Set exercise
Reproduce the part of the records that opens with the line containing "[spot] the white" and closes with the end of the records, replacing "white cloud" with "pale cloud" and keeping everything else unchanged.

Records for the exercise

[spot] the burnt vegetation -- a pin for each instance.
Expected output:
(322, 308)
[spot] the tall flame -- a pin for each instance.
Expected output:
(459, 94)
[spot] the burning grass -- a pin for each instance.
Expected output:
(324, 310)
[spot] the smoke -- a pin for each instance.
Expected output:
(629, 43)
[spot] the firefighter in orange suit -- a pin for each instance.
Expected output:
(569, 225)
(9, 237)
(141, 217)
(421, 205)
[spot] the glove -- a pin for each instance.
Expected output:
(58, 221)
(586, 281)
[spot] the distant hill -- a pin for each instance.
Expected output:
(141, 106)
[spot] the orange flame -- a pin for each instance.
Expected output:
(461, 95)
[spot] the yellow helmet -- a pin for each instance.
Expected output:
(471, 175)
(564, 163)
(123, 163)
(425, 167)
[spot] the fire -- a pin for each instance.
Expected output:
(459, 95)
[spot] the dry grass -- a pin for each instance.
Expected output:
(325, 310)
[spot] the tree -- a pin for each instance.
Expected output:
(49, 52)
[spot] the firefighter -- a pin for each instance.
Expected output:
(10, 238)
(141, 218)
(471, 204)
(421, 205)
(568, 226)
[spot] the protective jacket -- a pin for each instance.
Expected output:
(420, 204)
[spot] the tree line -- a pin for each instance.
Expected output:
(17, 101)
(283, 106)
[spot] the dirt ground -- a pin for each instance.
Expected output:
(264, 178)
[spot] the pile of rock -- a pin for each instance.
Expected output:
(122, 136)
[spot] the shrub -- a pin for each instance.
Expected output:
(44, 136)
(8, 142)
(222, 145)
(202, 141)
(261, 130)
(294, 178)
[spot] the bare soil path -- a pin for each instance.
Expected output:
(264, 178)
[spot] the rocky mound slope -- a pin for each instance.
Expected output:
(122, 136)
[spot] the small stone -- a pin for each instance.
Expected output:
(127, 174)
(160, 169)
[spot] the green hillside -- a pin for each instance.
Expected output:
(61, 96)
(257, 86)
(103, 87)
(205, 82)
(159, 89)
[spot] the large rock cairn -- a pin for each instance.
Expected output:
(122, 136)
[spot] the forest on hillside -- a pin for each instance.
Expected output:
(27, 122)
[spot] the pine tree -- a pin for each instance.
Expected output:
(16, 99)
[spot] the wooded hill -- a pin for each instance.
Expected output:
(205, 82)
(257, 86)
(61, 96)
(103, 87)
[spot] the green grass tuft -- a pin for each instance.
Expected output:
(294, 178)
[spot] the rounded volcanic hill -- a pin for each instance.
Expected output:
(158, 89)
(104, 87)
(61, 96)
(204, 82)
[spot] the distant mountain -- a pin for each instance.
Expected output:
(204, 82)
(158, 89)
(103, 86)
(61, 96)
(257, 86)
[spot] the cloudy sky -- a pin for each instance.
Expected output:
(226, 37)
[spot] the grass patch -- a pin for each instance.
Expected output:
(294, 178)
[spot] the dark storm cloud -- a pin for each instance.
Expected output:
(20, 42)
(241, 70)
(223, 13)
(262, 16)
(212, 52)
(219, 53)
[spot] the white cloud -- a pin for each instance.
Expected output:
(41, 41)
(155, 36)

Solved problem
[spot] the pale cloud -- a pin for each instance.
Expected output:
(41, 41)
(155, 36)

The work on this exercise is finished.